(To do)
A – In the beer summit post, where and with whom did the speaker and Sergeant Crowley begin to get to know each other?
B – Extend the beer summit post, picking up after its final sentence.

(Excerpt provided)
== == ==

Monthly Archives: July 2009

Now that’s what I call a “Beer Summit.” Not this dog and pony show —

Still Skippy says Barry should get a pony.

“Sergeant Crowley and I, through an accident of time and place, have been cast together, inextricably, as characters – as metaphors, really – in a thousand narratives about race over which he and I have absolutely no control. Narratives about race are as old as the founding of this great Republic itself, but these new ones have unfolded precisely when Americans signaled to the world our country’s great progress by overcoming centuries of habit and fear, and electing an African American as President. It is incumbent upon Sergeant Crowley and me to utilize the great opportunity that fate has given us to foster greater sympathy among the American public for the daily perils of policing on the one hand, and for the genuine fears of racial profiling on the other hand.
Let me say that I thank God that I live in a country in which police officers put their lives at risk to protect us every day, and, more than ever, I’ve come to understand and appreciate their daily sacrifices on our behalf. I’m also grateful that we live in a country where freedom of speech is a sacrosanct value and I hope that one day we can get to know each other better, as we began to do at the White House this afternoon over beers with President Obama.
Thank God we live in a country where speech is protected, a country which guarantees and defends my right to speak out when I believe my rights have been violated; a country that protects us from arrest when we do express our views, no matter how unpopular.
And thank God that we have a President who can rise above the fray, bridge age-old differences and transform events such as this into a moment in the evolution of our society’s attitudes about race and difference. President Obama is a man who understands tolerance and forgiveness, and our country is blessed to have such a leader.
The national conversation over the past week about my arrest has been rowdy, not to say tumultuous and unruly. But we’ve learned that we can have our differences without demonizing one another. There’s reason to hope that many people have emerged with greater sympathy for the daily perils of policing, on the one hand, and for the genuine fears about racial profiling, on the other hand.

== == ==

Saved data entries
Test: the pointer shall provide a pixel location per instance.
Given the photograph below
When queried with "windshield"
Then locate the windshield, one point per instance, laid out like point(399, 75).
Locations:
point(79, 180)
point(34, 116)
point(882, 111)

== == ==

(Answers by task)
A – At the White House that afternoon, over beers with President Obama.

B –
Having spent my academic career trying to bridge differences and promote understanding among Americans, I can report that it is far more comfortable being the commentator than being commented upon. At this point, I am hopeful that we can all move on, and that this experience will prove an occasion for education, not recrimination. I know that Sergeant Crowley shares this goal. Both of us are eager to go back to work tomorrow. And it turns out that the President just might have a few other things on his plate as well.”


Well here’s Crowley —

Pas mal. Et Maintenant –“The Newspaper of Record”:

The much-anticipated “beer summit” of President Obama, the Harvard scholar Henry Louis Gates Jr., and Sgt. James Crowley of the Cambridge Police Department in Massachusetts took place Thursday night, accompanied by minute-by-minute reporting from the White House press corps, countdown clocks from the cable news networks, and a last-minute addition by the White House in the form of Vice President Joseph R. Biden Jr.
After 10 days of near nonstop news coverage of a case that prompted a thousand news stories about race, the men sat down for less than an hour at a table across from the Oval Office under a magnolia tree.
“What you had today was two gentlemen who agreed to disagree on a particular issue,” a poised and smooth Sergeant Crowley said in a 15-minute news conference after the session. “We didn’t spend too much time dwelling on the past, and we decided to look forward.”
Professor Gates said in an interview, “I don’t think anybody but Barack Obama would have thought about bringing us together.”
The two men and their families first encountered each other in the White House library while each group was on individual tours of the White House on Thursday afternoon.
“Nobody knew what to do,” Professor Gates said. “So I walked over, stuck out my hand and said, ‘It’s a pleasure to meet you.’ That broke the awkwardness.”
Sergeant Crowley added that the families “had continued the tour as a group while the beer talk commenced.” He described the interaction between families as very cordial.
Professor Gates concurred, saying: “We hit it off right from the beginning. When he’s not arresting you, Sergeant Crowley is a really likable guy.”

Words fail.

“By the time the two men began their meeting with Mr. Obama, they could already report progress and told the president that they had made plans to lunch together soon.
“I am thankful to Professor Gates and Sergeant Crowley for joining me at the White House this evening for a friendly, thoughtful conversation,” Mr. Obama said in a statement. “Even before we sat down for the beer, I learned that the two gentlemen spent some time together listening to one another, which is a testament to them.”
The addition of Mr. Biden was interesting, for a number of reasons. Mr. Biden was able to draw on his credibility with blue-collar, labor union America and his roots in Scranton, Pa., to add balance to the photo op that the White House presented: two black guys, two white guys, sitting around a table.”

As if the obscene theatricaliuty of the whole thing needed underscoring.

“Earlier in the day, Mr. Obama had berated reporters for obsessing on the theatrics of the meeting, saying he was “fascinated with the fascination” over the issue, which has been boiling since Sergeant Crowley, responding to a call about a possible break-in, arrested Professor Gates for disorderly conduct even though he had ascertained that he was in his own home.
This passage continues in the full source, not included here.